*Work request*:
The whole listing that follows, pictures excepted, should be printed again exactly as given.

*Data listing*:
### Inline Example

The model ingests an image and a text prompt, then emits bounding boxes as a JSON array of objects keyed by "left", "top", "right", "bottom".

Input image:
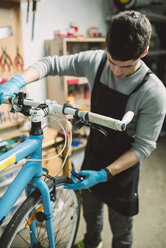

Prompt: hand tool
[
  {"left": 26, "top": 0, "right": 30, "bottom": 23},
  {"left": 0, "top": 48, "right": 13, "bottom": 72},
  {"left": 32, "top": 0, "right": 37, "bottom": 40},
  {"left": 14, "top": 47, "right": 24, "bottom": 72},
  {"left": 71, "top": 170, "right": 84, "bottom": 181}
]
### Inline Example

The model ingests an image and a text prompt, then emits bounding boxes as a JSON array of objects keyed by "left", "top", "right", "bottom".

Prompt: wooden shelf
[
  {"left": 61, "top": 37, "right": 106, "bottom": 43},
  {"left": 72, "top": 138, "right": 87, "bottom": 152},
  {"left": 65, "top": 76, "right": 88, "bottom": 85},
  {"left": 74, "top": 98, "right": 90, "bottom": 109},
  {"left": 0, "top": 121, "right": 23, "bottom": 130},
  {"left": 45, "top": 37, "right": 105, "bottom": 109},
  {"left": 1, "top": 129, "right": 28, "bottom": 140},
  {"left": 1, "top": 127, "right": 59, "bottom": 149}
]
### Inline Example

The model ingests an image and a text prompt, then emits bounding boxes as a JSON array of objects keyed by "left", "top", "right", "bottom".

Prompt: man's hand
[
  {"left": 0, "top": 75, "right": 26, "bottom": 104},
  {"left": 64, "top": 169, "right": 107, "bottom": 190}
]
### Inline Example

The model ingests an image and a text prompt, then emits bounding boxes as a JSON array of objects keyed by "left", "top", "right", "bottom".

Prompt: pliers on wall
[
  {"left": 14, "top": 47, "right": 24, "bottom": 72},
  {"left": 0, "top": 48, "right": 13, "bottom": 72}
]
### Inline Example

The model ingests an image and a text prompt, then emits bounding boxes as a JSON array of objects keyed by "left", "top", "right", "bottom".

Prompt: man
[{"left": 0, "top": 10, "right": 166, "bottom": 248}]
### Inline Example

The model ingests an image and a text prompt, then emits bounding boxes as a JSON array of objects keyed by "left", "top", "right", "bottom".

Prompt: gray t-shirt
[{"left": 32, "top": 50, "right": 166, "bottom": 160}]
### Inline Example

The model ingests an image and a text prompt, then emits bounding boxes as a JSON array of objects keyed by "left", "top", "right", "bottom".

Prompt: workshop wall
[
  {"left": 0, "top": 7, "right": 23, "bottom": 78},
  {"left": 20, "top": 0, "right": 108, "bottom": 101},
  {"left": 0, "top": 5, "right": 25, "bottom": 130}
]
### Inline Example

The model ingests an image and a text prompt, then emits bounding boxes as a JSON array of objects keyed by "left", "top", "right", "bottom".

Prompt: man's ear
[{"left": 140, "top": 47, "right": 149, "bottom": 58}]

*Output below*:
### Inline Example

The model ingests an image and a text prompt, then emits bounding boxes as a JSON array of objects keyed by "left", "top", "right", "bottom".

Input image:

Prompt: hand tool
[
  {"left": 26, "top": 0, "right": 30, "bottom": 23},
  {"left": 0, "top": 48, "right": 13, "bottom": 72},
  {"left": 32, "top": 0, "right": 37, "bottom": 40},
  {"left": 14, "top": 47, "right": 24, "bottom": 72},
  {"left": 71, "top": 170, "right": 84, "bottom": 181}
]
### Inline Example

The model ingests an image and a text prompt, then emits bounding boxes as a JSON array of objects keyed by "left", "top", "right", "bottom".

Prompt: wooden shelf
[
  {"left": 61, "top": 37, "right": 106, "bottom": 43},
  {"left": 72, "top": 138, "right": 87, "bottom": 152},
  {"left": 65, "top": 76, "right": 88, "bottom": 85},
  {"left": 74, "top": 98, "right": 90, "bottom": 109},
  {"left": 0, "top": 121, "right": 23, "bottom": 130},
  {"left": 45, "top": 37, "right": 105, "bottom": 109},
  {"left": 1, "top": 129, "right": 28, "bottom": 140},
  {"left": 1, "top": 127, "right": 59, "bottom": 149}
]
### Inline Example

The model ingests an image and a text prompt, then emits bounding boxes as a JSON array of objects keyed by "left", "top", "right", "bottom".

Prompt: man's hand
[
  {"left": 0, "top": 75, "right": 26, "bottom": 104},
  {"left": 64, "top": 169, "right": 107, "bottom": 190}
]
### Inline Example

The model ingests an image and a text prompt, then emits bounding boxes as a JSON array of objects keyed by "left", "top", "right", "bottom".

Prompt: pliers on wall
[
  {"left": 14, "top": 47, "right": 24, "bottom": 72},
  {"left": 0, "top": 48, "right": 13, "bottom": 72}
]
### Inline Example

The model ingests an image and a text prompt, then emits bounding boxes as a JSON array of objects keyed by "left", "top", "right", "bottom".

Prompt: man
[{"left": 0, "top": 10, "right": 166, "bottom": 248}]
### Inline Example

The model ingests an image and a text prompt, then emits bounding boxes as a JSON array of objects keyed by "left", "top", "right", "bottom".

Prompt: gray t-shirt
[{"left": 32, "top": 50, "right": 166, "bottom": 160}]
### Inline Example

The model ingests an image and a text prompt, then emits bounding boxes as a JSON array of objects keyed by "left", "top", "right", "bottom".

Prompt: workshop wall
[
  {"left": 0, "top": 7, "right": 23, "bottom": 78},
  {"left": 20, "top": 0, "right": 108, "bottom": 101},
  {"left": 0, "top": 5, "right": 25, "bottom": 130}
]
### Inline Example

The model ingests an image and a text prompt, then emits bounding boxes as a JSON array of objects keyed by "left", "top", "right", "bottom".

Prompt: man's ear
[{"left": 140, "top": 47, "right": 149, "bottom": 58}]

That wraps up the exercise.